### Work required
All the data should be repeated exactly. Any image in it is left out.
>> Begin Entries
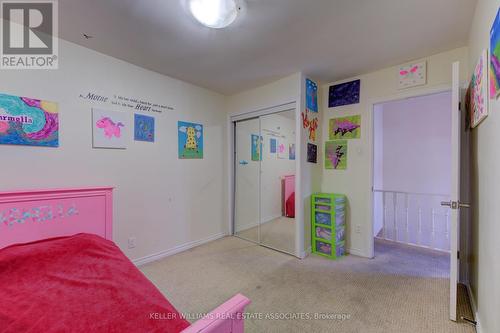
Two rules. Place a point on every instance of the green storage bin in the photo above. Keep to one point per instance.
(328, 224)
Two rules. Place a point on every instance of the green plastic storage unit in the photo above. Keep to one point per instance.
(328, 224)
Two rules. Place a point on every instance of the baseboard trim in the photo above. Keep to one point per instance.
(306, 252)
(357, 252)
(176, 249)
(474, 308)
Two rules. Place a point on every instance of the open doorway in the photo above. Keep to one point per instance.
(411, 177)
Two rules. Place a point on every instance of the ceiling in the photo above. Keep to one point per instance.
(326, 39)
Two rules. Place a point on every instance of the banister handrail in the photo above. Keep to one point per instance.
(412, 193)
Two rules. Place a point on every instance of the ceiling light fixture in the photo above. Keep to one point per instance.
(215, 14)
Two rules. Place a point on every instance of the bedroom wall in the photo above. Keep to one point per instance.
(165, 203)
(485, 266)
(356, 181)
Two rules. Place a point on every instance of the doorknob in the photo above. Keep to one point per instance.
(455, 204)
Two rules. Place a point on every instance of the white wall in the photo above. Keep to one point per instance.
(356, 181)
(378, 167)
(162, 201)
(485, 274)
(416, 137)
(412, 153)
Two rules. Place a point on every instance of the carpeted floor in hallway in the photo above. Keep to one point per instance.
(403, 289)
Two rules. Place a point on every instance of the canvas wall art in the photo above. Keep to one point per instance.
(256, 147)
(495, 57)
(190, 140)
(344, 93)
(291, 151)
(479, 92)
(312, 153)
(272, 146)
(311, 96)
(109, 129)
(281, 150)
(28, 121)
(336, 154)
(144, 128)
(412, 75)
(345, 128)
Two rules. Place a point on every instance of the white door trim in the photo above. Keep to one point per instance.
(411, 93)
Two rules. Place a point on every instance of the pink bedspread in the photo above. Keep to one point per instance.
(82, 283)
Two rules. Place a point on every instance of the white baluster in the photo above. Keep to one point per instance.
(384, 232)
(433, 229)
(395, 230)
(407, 218)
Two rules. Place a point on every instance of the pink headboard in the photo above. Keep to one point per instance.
(27, 216)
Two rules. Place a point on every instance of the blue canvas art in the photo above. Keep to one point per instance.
(344, 94)
(144, 128)
(311, 95)
(272, 145)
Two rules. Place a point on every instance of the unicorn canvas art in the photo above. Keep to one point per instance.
(109, 129)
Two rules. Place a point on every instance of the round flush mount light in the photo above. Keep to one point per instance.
(215, 14)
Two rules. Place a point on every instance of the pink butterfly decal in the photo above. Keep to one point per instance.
(412, 70)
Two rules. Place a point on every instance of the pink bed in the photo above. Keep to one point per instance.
(55, 281)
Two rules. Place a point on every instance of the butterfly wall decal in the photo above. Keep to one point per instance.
(412, 75)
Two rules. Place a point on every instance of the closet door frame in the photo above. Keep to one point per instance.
(231, 134)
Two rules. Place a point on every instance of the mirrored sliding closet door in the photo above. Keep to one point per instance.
(265, 180)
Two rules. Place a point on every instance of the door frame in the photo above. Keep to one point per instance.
(232, 118)
(371, 111)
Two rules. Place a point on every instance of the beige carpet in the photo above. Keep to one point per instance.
(402, 290)
(278, 233)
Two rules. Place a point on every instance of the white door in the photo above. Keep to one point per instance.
(455, 203)
(247, 181)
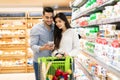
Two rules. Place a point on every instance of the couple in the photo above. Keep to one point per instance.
(60, 32)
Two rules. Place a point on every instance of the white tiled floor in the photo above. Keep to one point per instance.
(17, 76)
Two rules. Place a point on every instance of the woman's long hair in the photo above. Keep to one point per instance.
(57, 31)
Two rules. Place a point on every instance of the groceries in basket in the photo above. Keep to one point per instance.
(60, 75)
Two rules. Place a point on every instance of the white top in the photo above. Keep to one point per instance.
(70, 42)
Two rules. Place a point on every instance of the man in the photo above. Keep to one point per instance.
(40, 35)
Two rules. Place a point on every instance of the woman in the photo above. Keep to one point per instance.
(65, 38)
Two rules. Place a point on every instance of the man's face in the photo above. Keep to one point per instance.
(48, 18)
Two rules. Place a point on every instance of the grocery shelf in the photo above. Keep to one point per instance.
(78, 4)
(86, 72)
(12, 28)
(13, 56)
(93, 9)
(110, 68)
(104, 21)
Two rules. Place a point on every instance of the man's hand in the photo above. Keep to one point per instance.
(47, 47)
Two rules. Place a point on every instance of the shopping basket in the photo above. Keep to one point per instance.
(63, 64)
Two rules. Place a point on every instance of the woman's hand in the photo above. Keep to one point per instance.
(59, 55)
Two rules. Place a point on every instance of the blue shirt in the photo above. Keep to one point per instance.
(40, 35)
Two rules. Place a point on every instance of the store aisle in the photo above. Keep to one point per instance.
(17, 76)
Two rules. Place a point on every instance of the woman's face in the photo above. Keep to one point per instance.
(60, 23)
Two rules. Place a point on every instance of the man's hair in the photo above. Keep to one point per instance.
(47, 9)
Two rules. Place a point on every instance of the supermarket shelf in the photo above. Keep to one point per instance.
(86, 72)
(14, 56)
(110, 68)
(78, 4)
(94, 9)
(105, 21)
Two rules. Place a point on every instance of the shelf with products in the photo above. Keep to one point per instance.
>> End Entries
### Task result
Two rules. Place a point on every instance of the green storage bin in the photo above. Keep to one point per instance.
(328, 224)
Two rules. Place a point on every instance of the green plastic storage unit in the photo above. Keep to one point per instance.
(328, 224)
Two rules. Place a point on every instance of the baseboard trim in the photo above. Keep to one point per instance.
(306, 252)
(357, 252)
(176, 249)
(474, 308)
Two rules. Place a point on every instance of the open doorway in the photo above. Keep to one point per instance.
(411, 177)
Two rules. Place a point on every instance of the ceiling in the photo above. Keep to one point per instance.
(326, 39)
Two rules. Place a point on every instance of the banister handrail in the photo above. Keep to one point per instance.
(412, 193)
Two rules. Place a point on every instance of the ceiling light fixture in the photo above. Keep to one point per instance.
(215, 14)
Two rules. Place a point on every instance of the bedroom wall in the photo above. Keep to one point per instance.
(165, 203)
(485, 266)
(356, 181)
Two rules. Place a point on every instance of the doorknob in the photo above. Keep to one point per instance.
(455, 204)
Two rules. Place a point on every instance of the white wall in the photo above. Keep to one point per instance.
(356, 181)
(378, 167)
(162, 201)
(485, 274)
(416, 137)
(412, 153)
Two rules. Place a point on every instance of the carpeted floor in hallway in the photo above. Keep to one point per instance.
(403, 289)
Two rules. Place a point on every instance of the canvas wall art in the photo above. Keep to one point per instance.
(256, 147)
(495, 57)
(190, 140)
(344, 93)
(291, 151)
(479, 92)
(312, 153)
(272, 146)
(311, 96)
(109, 129)
(281, 150)
(28, 121)
(336, 154)
(144, 128)
(412, 75)
(345, 128)
Two rules. Place a point on every instance of the white door trim in the photo above. Keep to one point per instance.
(411, 93)
Two rules. Place a point on every instance of the pink bedspread in the photo above. Keep to one point per instance.
(82, 283)
Two rules. Place a point on every instance of the white baluster in the photo above. Keep to one point per instance.
(384, 232)
(433, 229)
(395, 230)
(407, 218)
Two rules. Place a point on every instance of the pink headboard in the photo above. Keep to one point per instance.
(27, 216)
Two rules. Place a point on every instance of the blue canvas art in the photo above. Keep to one point per instance.
(344, 94)
(144, 128)
(311, 95)
(272, 145)
Two rules. Place a point on every instance of the unicorn canvas art in the photo above. Keep to one point per instance.
(109, 129)
Two rules. Place a point on every instance of the round flush mount light in the photo above. Keep to one point per instance.
(215, 14)
Two rules. Place a point on every instance of the pink butterfly decal in the photo above. Keep to one point per instance.
(412, 70)
Two rules. Place a point on every instance of the pink bed in the photo above. Keep to one point per instance.
(55, 281)
Two rules. Place a point on every instance of the butterfly wall decal in the photo above. Keep to one point per instance.
(412, 75)
Two rules. Place a point on every instance of the closet door frame in the photo above. Keep to one point per instance.
(231, 134)
Two rules. Place a point on every instance of the mirrored sliding closet door in the photo above. Keep to one point per instance.
(265, 180)
Two rules. Place a point on every instance of the door frame in the photo above. Keep to one point per instance.
(232, 118)
(371, 111)
Two rules. Place a point on every instance of the beige carpet in the photo above. Keep to one point per instance.
(402, 290)
(278, 233)
Two rules. Place a point on every instance of the white door in the photo above. Keep to one point per instance.
(455, 203)
(247, 181)
Two rules. Place a point on every instance of the couple in the photo above. Keep to one point per instance.
(60, 32)
Two rules. Place a point on every instance of the white tiled floor in the photo above. Keep to one point per instance.
(17, 76)
Two rules. Place a point on every instance of the woman's long hair in the photo above. Keep to one point per instance.
(57, 31)
Two rules. Place a point on every instance of the groceries in basket in the photo above. Keep to one point per instance.
(60, 75)
Two rules. Place a point on every instance of the white top in the photo above. Keep to one point per instance.
(70, 42)
Two rules. Place a point on every instance of the man in the photo above. Keep to one point per instance.
(40, 35)
Two rules. Place a point on every instance of the woman in the photo above. Keep to one point per instance.
(65, 38)
Two rules. Place a point on every instance of the man's face in the photo above. Keep to one point per instance.
(48, 18)
Two rules. Place a point on every instance of the grocery shelf in the photo above. Keep to one point per instance.
(78, 4)
(86, 72)
(12, 28)
(13, 56)
(93, 9)
(110, 68)
(104, 21)
Two rules. Place a point on every instance of the man's hand in the photo above. Keep to one point per instance.
(47, 47)
Two rules. Place a point on every instance of the shopping basket in the photo above. Keep to one point per instance.
(63, 64)
Two rules. Place a point on every instance of the woman's hand in the photo above. Keep to one point per instance.
(59, 55)
Two rules. Place a point on every instance of the blue shirt in the photo above. Keep to one point per instance.
(40, 35)
Two rules. Place a point on every instance of the store aisle in the photo above. Keep to one point per instance.
(17, 76)
Two rules. Place a point on every instance of the woman's face in the photo above. Keep to one point per instance.
(60, 23)
Two rules. Place a point on every instance of the man's hair in the photo above. Keep to one point per instance.
(47, 9)
Two rules. Place a point on every instance of the supermarket shelf in the photo above. Keep to one point per instance.
(86, 72)
(14, 56)
(110, 68)
(78, 4)
(94, 9)
(105, 21)
Two rules. Place a point on every instance of the shelf with products in the photo above. Keep to one point per instance.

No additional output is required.